**INSTRUCTIONS FOR THE TASK:**
Give every entry again, word for word and in full.

== DATA ==

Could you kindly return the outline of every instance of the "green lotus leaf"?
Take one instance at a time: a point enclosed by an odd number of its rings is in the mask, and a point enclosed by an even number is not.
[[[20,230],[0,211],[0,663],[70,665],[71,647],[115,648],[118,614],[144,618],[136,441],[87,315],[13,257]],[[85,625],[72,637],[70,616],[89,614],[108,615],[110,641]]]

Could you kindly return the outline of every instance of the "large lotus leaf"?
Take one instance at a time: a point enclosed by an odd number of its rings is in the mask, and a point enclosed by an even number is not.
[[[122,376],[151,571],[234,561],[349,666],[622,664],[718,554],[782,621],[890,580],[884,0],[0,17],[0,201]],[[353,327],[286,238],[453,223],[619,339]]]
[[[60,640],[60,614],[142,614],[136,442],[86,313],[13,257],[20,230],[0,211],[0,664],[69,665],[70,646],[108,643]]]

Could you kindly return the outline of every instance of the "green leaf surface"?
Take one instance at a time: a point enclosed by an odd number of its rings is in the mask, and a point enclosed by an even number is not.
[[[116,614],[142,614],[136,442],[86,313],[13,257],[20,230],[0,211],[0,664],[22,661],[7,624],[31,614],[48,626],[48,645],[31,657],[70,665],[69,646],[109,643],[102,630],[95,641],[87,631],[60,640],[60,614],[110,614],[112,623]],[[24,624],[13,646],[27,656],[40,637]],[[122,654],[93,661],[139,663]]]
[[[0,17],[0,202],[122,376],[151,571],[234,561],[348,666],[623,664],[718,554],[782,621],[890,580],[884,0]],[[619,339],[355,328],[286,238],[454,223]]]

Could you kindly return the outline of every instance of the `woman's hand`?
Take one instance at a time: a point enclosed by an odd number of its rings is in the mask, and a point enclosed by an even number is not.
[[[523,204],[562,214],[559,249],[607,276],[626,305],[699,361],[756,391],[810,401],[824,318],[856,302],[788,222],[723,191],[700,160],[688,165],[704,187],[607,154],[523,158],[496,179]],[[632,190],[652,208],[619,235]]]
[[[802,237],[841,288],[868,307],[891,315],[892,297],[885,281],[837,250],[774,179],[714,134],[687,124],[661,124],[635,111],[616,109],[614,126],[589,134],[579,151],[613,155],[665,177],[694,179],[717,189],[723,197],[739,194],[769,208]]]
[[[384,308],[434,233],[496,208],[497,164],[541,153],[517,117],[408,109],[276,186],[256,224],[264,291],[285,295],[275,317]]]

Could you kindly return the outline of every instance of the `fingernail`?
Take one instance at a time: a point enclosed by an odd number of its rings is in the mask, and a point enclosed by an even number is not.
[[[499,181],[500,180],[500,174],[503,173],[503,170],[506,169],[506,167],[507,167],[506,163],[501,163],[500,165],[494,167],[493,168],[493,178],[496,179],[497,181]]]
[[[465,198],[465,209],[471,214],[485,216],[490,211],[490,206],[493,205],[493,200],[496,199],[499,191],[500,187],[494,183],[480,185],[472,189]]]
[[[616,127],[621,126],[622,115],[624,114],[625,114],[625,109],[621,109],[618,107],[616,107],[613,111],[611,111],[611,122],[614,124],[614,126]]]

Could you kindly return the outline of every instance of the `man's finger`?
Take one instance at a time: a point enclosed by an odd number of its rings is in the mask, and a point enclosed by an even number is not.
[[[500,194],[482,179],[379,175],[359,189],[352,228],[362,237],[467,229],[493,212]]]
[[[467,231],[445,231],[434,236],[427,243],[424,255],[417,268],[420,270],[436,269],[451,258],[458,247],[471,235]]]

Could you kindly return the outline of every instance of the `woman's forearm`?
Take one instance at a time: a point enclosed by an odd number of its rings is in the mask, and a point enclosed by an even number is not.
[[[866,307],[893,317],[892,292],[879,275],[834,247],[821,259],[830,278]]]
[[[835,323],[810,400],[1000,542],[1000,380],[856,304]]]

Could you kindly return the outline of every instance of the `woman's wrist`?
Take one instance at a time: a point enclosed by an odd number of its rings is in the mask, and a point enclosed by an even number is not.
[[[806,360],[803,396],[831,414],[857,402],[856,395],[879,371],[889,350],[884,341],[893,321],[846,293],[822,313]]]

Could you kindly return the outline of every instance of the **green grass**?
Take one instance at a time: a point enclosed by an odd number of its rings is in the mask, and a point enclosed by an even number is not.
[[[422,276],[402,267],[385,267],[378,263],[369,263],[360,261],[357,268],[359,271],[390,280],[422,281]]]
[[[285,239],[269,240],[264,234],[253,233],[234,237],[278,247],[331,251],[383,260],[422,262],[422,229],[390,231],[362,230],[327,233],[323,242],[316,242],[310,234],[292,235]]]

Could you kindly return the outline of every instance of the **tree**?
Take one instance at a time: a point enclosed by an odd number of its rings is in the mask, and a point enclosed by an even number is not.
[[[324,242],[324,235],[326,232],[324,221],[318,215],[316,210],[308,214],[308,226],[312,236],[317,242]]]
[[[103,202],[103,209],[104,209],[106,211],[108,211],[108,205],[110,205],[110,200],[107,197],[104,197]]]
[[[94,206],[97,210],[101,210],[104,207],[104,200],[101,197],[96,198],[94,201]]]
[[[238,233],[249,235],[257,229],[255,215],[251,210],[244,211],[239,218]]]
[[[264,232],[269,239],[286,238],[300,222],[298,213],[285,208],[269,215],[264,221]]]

===

**WRITTEN RESPONSE:**
Could you kindly return the outline of every instance of the "green lotus leaf"?
Take one instance at a time: a point enclosed by an odd number of its rings is in the mask, and a point enclosed by an even number is not.
[[[20,230],[0,211],[0,663],[70,665],[71,647],[115,648],[118,614],[144,618],[136,441],[87,315],[13,257]],[[85,625],[72,637],[70,616],[89,614],[108,615],[110,641]]]

Could you kindly return the outline of every instance of the "large lotus leaf"?
Take one instance at a time: a point enclosed by an odd number of its rings is in the mask, and a point enclosed by an even number is not.
[[[122,376],[151,571],[234,561],[349,666],[622,664],[718,554],[782,621],[890,580],[884,0],[0,17],[0,201]],[[353,327],[286,238],[453,223],[619,339]]]
[[[60,640],[60,614],[142,614],[136,442],[86,313],[13,257],[20,230],[0,211],[0,664],[69,665],[70,646],[108,643]]]

Could you kindly return the outline of every instance of the "green leaf surface"?
Take one instance at a time: a point enclosed by an odd number of its rings is in the mask, and a point enclosed by an even number is not.
[[[116,614],[142,614],[136,442],[86,313],[13,257],[20,230],[0,211],[0,664],[22,661],[7,624],[31,614],[48,626],[48,645],[31,657],[70,665],[69,646],[109,643],[102,630],[95,641],[87,631],[60,640],[60,614],[110,614],[112,623]],[[24,624],[13,646],[27,656],[40,637]],[[122,654],[93,661],[139,663]]]
[[[0,17],[0,202],[122,376],[151,571],[234,561],[348,666],[623,664],[718,554],[782,621],[890,580],[884,0]],[[619,339],[355,328],[286,238],[454,223]]]

Could you kindly return the outline of every instance of the `woman's hand`?
Take one instance at a time: a point enclosed by an odd number of its rings is in the mask, and a point enclosed by an even number is not.
[[[523,204],[562,214],[559,249],[607,276],[626,305],[699,361],[756,391],[810,401],[824,318],[856,302],[788,222],[723,191],[700,160],[688,165],[704,187],[607,154],[523,158],[496,179]],[[632,190],[652,208],[619,235]]]
[[[802,237],[841,288],[868,307],[891,315],[892,297],[885,281],[837,250],[774,179],[714,134],[687,124],[661,124],[635,111],[616,109],[614,126],[589,134],[579,151],[613,155],[665,177],[694,179],[717,189],[723,197],[739,194],[769,208]]]
[[[384,308],[434,233],[496,208],[497,164],[541,153],[517,117],[408,109],[276,186],[256,224],[264,291],[285,295],[275,317]]]

Could you kindly return the outline of every instance of the `fingernail`?
Take one instance at a time: a point enclosed by an odd number of its rings is in the mask, and a point enclosed by an even number is not.
[[[499,181],[500,180],[500,174],[503,173],[503,170],[506,169],[506,167],[507,167],[506,163],[501,163],[500,165],[494,167],[493,168],[493,178],[496,179],[497,181]]]
[[[465,198],[465,209],[471,214],[485,216],[490,211],[490,206],[493,205],[493,200],[496,199],[499,191],[500,187],[494,183],[480,185],[472,189]]]
[[[616,127],[621,126],[622,115],[624,114],[625,114],[625,109],[621,109],[618,107],[616,107],[613,111],[611,111],[611,122],[614,124],[614,126]]]

Could you kindly return the outline of every instance of the `man's finger`?
Take one instance at a time: a point enclosed by an odd number of its rings is in the mask, and a point enclosed by an even number is not.
[[[500,194],[482,179],[379,175],[359,189],[352,228],[362,237],[467,229],[493,212]]]
[[[467,231],[445,231],[434,236],[427,243],[424,255],[417,268],[420,270],[436,269],[451,258],[458,247],[471,235]]]

Could you kindly return the outline of every instance of the `woman's forearm`?
Take one instance at a time: a point enclosed by an odd number of its rings is in the mask, and a point enclosed by an even number is not.
[[[866,307],[893,317],[892,292],[879,275],[834,247],[821,259],[830,278]]]
[[[835,323],[810,400],[1000,542],[1000,380],[856,304]]]

Could you kindly return the outline of every instance of the `woman's wrist`?
Take one instance at a time: a point enclosed by an odd number of its rings is in the mask, and a point enclosed by an even number is not.
[[[806,360],[803,396],[831,414],[857,402],[856,395],[879,371],[889,350],[884,341],[893,321],[846,293],[822,313]]]

Could you kindly return the outline of every instance of the **green grass**?
Take one instance at a time: a point enclosed by an odd number of its rings is in the mask, and a point enclosed by an even number is not.
[[[422,276],[402,267],[385,267],[378,263],[369,263],[360,261],[357,268],[359,271],[390,280],[422,281]]]
[[[285,239],[269,240],[264,234],[253,233],[234,237],[278,247],[331,251],[383,260],[422,262],[422,229],[390,231],[362,230],[327,233],[323,242],[316,242],[310,234],[292,235]]]

Could you kindly return the outline of every instance of the **tree**?
Take one instance at a time: a point enclosed by an odd number of its rings is in the mask, and a point enclosed by an even number is not.
[[[324,242],[324,235],[326,232],[324,221],[318,215],[316,210],[308,214],[308,226],[312,236],[317,242]]]
[[[103,202],[103,209],[104,209],[106,211],[108,211],[108,205],[110,205],[110,200],[107,197],[104,197]]]
[[[94,206],[97,210],[101,210],[104,207],[104,200],[101,197],[96,198],[94,201]]]
[[[238,233],[249,235],[257,229],[255,215],[251,210],[244,211],[239,218]]]
[[[264,232],[269,239],[286,238],[300,222],[298,213],[285,208],[269,215],[264,221]]]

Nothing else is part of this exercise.